- [REQUIREMENTS]:
1 > Answer these about the numpy outlier removal thread:
(a) On what date and at what time was Robert Kern's message posted?
(b) Whose message does Steven D'Aprano quote in the innermost level of the thread?
(c) According to Oscar Benjamin, what does deciding whether the approach is "statistically robust" require?
2 > Please take the numpy outlier removal thread further from where it stops.

- [SELECTION]:
Numpy outlier removal

Robert Kern robert.kern at gmail.com
Mon Jan 7 10:35:05 EST 2013


On 07/01/2013 15:20, Oscar Benjamin wrote:
> On 7 January 2013 05:11, Steven D'Aprano
> <steve+comp.lang.python at pearwood.info> wrote:
>> On Mon, 07 Jan 2013 02:29:27 +0000, Oscar Benjamin wrote:
>>
>>> On 7 January 2013 01:46, Steven D'Aprano
>>> <steve+comp.lang.python at pearwood.info> wrote:
>>>> On Sun, 06 Jan 2013 19:44:08 +0000, Joseph L. Casale wrote:
>>>>
>>>> I'm not sure that this approach is statistically robust. No, let me be
>>>> even more assertive: I'm sure that this approach is NOT statistically
>>>> robust, and may be scientifically dubious.
>>>
>>> Whether or not this is "statistically robust" requires more explanation
>>> about the OP's intention.

- [MATERIAL PROVIDED]:
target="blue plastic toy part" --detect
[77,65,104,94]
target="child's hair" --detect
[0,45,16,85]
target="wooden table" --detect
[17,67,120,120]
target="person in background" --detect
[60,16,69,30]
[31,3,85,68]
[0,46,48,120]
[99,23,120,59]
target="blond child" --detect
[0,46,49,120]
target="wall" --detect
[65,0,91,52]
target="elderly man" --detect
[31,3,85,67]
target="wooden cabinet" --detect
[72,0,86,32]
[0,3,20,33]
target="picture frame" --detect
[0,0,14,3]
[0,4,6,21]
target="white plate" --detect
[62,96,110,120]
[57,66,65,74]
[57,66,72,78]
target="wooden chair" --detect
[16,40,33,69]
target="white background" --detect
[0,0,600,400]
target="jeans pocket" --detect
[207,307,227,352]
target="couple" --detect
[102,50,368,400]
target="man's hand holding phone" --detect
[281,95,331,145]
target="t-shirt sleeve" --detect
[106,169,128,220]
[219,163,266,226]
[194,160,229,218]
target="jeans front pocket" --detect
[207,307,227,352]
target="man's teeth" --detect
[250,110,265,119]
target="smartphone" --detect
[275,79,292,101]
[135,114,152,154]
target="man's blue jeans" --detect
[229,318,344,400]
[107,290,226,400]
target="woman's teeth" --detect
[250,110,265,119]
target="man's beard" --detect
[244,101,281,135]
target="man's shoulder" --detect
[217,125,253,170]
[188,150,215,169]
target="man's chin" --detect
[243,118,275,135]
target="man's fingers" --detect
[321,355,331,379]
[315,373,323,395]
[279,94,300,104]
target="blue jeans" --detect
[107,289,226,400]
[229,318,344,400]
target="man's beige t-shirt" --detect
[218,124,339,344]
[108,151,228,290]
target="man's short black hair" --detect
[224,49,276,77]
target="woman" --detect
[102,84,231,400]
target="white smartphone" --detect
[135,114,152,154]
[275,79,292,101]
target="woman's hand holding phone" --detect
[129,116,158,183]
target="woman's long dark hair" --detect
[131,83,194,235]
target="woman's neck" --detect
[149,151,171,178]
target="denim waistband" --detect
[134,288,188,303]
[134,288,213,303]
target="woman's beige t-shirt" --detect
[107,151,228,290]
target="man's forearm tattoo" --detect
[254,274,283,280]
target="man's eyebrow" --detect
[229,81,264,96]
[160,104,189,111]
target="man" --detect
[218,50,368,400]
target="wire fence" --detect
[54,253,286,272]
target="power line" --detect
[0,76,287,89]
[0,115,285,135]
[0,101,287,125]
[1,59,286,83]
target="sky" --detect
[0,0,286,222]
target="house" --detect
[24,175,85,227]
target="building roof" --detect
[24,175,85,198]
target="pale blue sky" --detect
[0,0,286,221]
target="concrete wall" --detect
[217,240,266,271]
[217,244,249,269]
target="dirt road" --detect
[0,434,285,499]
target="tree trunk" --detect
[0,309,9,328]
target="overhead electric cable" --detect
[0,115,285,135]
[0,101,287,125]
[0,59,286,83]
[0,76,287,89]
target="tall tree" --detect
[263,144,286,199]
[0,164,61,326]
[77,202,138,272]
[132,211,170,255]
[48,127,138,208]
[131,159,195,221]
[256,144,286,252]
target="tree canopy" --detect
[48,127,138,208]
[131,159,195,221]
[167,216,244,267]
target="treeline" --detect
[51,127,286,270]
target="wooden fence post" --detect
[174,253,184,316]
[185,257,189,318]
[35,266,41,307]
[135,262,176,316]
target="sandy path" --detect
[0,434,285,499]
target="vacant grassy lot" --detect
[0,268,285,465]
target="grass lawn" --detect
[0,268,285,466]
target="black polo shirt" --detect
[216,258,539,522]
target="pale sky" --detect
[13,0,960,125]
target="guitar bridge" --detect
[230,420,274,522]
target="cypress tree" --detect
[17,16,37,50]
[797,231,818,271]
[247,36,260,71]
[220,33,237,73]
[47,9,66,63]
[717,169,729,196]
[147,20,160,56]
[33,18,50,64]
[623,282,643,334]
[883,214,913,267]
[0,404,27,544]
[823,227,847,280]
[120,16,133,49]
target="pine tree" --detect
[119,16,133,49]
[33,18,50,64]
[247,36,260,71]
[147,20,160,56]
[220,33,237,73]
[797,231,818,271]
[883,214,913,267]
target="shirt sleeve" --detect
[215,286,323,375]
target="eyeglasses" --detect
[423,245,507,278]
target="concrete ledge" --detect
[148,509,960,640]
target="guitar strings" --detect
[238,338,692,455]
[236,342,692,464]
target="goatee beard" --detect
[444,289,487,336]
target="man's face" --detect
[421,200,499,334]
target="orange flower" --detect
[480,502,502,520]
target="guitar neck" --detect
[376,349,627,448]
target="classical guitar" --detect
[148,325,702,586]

- [ANSWERS TO THE PROBLEMS]:
1 >
(a) Mon Jan 7 10:35:05 EST 2013
(b) Joseph L. Casale's
(c) More explanation about the OP's intention

2 >
>>
>> Not really. Statistics robustness is objectively defined, and the user's
>> intention doesn't come into it. The mean is not a robust measure of
>> central tendency, the median is, regardless of why you pick one or the
>> other.
>
> Okay, I see what you mean. I wasn't thinking of robustness as a
> technical term but now I see that you are correct.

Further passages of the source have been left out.